Your goal –
For the entries below, repeat exactly each line starting with the one that contains "point: tree ->" and going on through the one that contains "point: roof eave", and no others.

Data for the task –
Start of Block
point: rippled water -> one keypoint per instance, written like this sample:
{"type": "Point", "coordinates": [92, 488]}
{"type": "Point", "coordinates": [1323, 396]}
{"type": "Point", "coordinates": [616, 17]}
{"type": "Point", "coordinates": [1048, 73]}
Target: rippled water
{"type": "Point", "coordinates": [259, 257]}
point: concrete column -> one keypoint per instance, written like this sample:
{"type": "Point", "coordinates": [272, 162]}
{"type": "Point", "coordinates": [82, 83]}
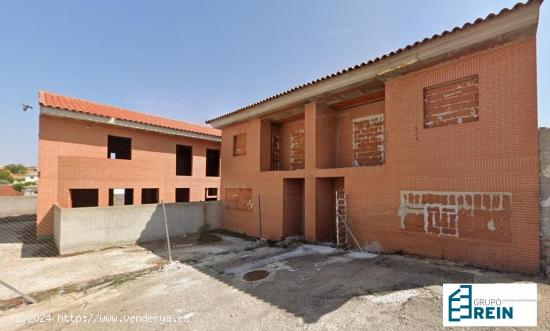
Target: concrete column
{"type": "Point", "coordinates": [103, 197]}
{"type": "Point", "coordinates": [310, 232]}
{"type": "Point", "coordinates": [310, 228]}
{"type": "Point", "coordinates": [311, 136]}
{"type": "Point", "coordinates": [265, 145]}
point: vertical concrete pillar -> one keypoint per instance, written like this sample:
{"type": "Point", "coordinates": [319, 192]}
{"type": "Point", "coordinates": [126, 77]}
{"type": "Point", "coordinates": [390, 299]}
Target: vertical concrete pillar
{"type": "Point", "coordinates": [103, 197]}
{"type": "Point", "coordinates": [310, 127]}
{"type": "Point", "coordinates": [310, 226]}
{"type": "Point", "coordinates": [265, 147]}
{"type": "Point", "coordinates": [310, 217]}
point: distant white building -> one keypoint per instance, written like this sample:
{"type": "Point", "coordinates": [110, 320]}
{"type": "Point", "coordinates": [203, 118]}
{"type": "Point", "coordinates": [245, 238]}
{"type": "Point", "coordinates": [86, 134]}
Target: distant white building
{"type": "Point", "coordinates": [30, 191]}
{"type": "Point", "coordinates": [31, 176]}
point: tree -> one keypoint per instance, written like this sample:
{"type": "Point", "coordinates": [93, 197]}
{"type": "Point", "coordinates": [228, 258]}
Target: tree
{"type": "Point", "coordinates": [16, 168]}
{"type": "Point", "coordinates": [5, 175]}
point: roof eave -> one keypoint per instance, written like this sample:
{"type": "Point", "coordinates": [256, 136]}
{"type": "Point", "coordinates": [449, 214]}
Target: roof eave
{"type": "Point", "coordinates": [520, 19]}
{"type": "Point", "coordinates": [64, 113]}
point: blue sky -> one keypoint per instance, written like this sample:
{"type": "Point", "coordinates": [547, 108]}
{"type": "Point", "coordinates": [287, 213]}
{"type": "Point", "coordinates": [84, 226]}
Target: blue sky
{"type": "Point", "coordinates": [193, 60]}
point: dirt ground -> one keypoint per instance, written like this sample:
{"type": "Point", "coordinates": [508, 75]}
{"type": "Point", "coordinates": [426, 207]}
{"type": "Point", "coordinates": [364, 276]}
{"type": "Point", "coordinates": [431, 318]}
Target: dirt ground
{"type": "Point", "coordinates": [307, 287]}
End of Block
Your response –
point: tree -> one keypoint per instance, written like this sample:
{"type": "Point", "coordinates": [93, 197]}
{"type": "Point", "coordinates": [228, 258]}
Target: tree
{"type": "Point", "coordinates": [16, 168]}
{"type": "Point", "coordinates": [5, 175]}
point: roof eave -> one keypoint per instance, written like this sample:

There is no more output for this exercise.